To do: Lines containing "stubble" should be pulled from the material below.

:: Records shown ::

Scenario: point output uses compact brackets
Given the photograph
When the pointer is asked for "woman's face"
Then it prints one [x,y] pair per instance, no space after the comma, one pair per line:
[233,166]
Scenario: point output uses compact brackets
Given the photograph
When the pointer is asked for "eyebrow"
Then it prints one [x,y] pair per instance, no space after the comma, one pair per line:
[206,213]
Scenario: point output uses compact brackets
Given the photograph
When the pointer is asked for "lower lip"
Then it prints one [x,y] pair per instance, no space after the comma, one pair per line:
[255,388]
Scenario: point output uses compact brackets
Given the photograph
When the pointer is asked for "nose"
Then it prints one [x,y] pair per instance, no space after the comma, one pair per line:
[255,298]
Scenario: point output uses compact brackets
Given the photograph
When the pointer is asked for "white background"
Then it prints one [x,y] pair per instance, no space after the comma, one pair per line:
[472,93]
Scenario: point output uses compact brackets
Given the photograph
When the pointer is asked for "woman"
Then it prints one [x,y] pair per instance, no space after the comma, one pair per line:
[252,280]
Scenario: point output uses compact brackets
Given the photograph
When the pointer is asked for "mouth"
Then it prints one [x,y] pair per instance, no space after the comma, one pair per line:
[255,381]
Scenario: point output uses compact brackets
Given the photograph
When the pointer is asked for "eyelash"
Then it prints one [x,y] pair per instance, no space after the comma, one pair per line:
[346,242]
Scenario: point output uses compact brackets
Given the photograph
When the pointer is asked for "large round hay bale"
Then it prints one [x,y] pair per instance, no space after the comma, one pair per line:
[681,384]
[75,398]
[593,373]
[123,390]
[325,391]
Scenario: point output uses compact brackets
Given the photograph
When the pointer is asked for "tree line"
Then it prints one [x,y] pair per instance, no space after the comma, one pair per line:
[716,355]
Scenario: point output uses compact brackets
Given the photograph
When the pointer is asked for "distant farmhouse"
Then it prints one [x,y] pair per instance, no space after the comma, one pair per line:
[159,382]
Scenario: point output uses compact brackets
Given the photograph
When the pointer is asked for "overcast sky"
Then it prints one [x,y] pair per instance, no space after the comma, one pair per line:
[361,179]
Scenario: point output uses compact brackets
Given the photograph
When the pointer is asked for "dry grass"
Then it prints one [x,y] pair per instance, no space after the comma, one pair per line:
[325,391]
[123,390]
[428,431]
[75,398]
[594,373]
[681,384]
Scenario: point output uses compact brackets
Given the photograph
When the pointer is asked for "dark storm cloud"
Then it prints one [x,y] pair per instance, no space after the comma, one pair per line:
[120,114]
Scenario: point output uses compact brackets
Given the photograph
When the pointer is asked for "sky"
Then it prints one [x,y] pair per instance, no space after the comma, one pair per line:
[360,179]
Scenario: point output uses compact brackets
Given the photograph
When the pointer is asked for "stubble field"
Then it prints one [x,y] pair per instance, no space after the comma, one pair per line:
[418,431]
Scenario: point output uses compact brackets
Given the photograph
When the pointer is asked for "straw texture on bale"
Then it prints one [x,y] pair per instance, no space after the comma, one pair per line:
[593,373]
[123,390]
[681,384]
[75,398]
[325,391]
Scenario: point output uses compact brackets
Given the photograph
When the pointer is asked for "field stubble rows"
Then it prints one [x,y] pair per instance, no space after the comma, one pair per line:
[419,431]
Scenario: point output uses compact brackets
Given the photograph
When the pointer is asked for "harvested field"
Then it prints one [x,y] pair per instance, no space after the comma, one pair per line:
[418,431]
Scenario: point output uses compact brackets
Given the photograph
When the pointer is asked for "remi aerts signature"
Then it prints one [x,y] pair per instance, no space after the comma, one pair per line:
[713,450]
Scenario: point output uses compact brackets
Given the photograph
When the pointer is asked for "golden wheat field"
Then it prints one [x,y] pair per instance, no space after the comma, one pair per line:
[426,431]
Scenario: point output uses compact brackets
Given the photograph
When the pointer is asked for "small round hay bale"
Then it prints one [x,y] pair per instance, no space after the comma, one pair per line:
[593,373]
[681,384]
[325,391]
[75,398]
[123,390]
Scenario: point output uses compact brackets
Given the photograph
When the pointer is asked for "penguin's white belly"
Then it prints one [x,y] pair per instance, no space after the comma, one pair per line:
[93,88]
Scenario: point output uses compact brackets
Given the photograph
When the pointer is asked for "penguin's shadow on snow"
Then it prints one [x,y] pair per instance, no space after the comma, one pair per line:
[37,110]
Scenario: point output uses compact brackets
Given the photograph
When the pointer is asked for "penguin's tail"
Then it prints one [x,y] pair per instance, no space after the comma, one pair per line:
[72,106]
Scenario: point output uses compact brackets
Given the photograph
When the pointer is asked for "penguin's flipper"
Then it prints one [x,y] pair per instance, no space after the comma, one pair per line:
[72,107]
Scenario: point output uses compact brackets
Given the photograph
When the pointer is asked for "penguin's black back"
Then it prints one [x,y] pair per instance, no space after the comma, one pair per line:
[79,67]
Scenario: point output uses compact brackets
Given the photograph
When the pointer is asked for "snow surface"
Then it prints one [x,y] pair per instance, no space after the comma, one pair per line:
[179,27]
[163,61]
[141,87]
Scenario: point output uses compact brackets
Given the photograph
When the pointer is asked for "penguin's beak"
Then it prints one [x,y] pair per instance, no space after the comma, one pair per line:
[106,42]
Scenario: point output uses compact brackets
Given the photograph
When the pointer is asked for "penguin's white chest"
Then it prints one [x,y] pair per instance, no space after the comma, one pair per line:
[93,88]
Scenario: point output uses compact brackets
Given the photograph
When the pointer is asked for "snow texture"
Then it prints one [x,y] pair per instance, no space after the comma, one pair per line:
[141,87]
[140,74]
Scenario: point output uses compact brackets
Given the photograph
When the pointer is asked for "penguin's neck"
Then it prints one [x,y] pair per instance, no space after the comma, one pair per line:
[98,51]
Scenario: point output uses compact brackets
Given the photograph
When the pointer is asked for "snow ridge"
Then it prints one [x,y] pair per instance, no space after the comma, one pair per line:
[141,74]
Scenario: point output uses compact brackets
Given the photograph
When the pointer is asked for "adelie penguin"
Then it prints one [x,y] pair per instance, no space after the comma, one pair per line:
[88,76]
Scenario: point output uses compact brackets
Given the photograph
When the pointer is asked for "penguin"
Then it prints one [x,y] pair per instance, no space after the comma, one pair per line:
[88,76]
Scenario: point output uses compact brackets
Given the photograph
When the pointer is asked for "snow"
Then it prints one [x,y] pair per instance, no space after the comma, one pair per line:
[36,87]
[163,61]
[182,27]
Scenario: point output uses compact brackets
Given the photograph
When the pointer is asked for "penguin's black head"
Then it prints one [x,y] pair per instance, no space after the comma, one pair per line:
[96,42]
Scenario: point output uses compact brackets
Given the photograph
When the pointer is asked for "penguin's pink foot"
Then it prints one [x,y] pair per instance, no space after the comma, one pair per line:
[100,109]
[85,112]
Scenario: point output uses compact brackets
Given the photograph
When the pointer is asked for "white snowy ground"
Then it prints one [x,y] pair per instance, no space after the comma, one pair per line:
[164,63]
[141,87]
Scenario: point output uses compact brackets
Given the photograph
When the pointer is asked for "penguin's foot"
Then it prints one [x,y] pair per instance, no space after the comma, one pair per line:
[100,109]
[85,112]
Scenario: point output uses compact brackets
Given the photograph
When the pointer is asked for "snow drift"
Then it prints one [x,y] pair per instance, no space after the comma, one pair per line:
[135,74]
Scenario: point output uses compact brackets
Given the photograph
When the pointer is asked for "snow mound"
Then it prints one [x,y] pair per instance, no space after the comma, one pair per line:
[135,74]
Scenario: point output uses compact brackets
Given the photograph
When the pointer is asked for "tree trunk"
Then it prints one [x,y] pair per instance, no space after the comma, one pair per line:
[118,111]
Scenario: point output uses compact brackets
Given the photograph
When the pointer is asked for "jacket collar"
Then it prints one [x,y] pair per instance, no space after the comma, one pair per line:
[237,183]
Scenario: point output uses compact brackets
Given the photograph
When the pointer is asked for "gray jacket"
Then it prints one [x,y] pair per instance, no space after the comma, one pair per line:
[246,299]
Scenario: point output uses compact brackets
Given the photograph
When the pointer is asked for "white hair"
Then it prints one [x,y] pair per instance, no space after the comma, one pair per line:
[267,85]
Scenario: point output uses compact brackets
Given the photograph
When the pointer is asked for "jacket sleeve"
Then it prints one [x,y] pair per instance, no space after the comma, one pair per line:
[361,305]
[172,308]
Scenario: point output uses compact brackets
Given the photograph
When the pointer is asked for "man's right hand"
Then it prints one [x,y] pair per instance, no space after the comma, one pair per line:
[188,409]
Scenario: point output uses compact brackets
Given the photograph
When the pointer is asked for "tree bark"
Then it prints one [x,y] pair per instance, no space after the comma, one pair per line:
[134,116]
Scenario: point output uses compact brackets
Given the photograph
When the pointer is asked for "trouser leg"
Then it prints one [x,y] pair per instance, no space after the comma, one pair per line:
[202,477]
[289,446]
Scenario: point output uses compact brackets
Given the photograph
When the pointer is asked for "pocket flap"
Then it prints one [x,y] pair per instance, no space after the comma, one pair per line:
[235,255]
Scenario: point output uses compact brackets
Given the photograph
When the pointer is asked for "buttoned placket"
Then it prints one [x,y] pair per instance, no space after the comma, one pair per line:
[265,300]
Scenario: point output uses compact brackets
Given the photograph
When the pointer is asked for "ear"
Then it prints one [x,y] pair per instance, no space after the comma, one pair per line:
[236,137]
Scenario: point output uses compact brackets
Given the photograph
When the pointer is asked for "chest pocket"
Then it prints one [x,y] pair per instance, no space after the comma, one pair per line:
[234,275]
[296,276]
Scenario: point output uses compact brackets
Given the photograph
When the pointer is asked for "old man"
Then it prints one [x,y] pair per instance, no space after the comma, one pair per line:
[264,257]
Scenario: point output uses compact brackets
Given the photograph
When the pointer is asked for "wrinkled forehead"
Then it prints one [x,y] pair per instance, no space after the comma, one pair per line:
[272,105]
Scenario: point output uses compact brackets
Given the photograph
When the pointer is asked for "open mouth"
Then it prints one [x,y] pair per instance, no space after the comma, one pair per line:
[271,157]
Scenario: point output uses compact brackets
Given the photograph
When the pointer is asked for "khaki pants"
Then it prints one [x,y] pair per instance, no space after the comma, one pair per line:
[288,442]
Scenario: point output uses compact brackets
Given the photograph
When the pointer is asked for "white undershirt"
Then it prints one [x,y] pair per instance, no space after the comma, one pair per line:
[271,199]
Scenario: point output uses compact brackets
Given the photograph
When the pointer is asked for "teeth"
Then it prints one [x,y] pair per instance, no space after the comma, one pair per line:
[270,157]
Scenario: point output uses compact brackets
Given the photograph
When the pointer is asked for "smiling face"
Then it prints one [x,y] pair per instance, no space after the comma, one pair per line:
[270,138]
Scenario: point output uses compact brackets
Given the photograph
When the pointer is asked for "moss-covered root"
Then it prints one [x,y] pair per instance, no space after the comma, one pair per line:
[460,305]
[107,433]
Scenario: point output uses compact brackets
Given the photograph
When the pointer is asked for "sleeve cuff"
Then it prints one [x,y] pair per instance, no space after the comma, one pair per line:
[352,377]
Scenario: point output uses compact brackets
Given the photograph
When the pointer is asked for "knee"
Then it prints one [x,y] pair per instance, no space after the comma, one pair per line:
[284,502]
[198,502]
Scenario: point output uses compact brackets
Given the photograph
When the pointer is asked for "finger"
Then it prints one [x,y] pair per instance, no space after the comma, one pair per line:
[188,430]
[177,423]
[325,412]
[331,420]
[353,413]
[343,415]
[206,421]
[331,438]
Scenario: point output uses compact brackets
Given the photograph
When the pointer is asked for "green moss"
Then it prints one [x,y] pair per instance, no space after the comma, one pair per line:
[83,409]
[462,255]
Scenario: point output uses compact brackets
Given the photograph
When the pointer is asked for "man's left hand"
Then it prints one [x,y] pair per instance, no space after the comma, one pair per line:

:::

Solution to the problem:
When the pointer is asked for "stubble field"
When the pointer is asked for "field stubble rows"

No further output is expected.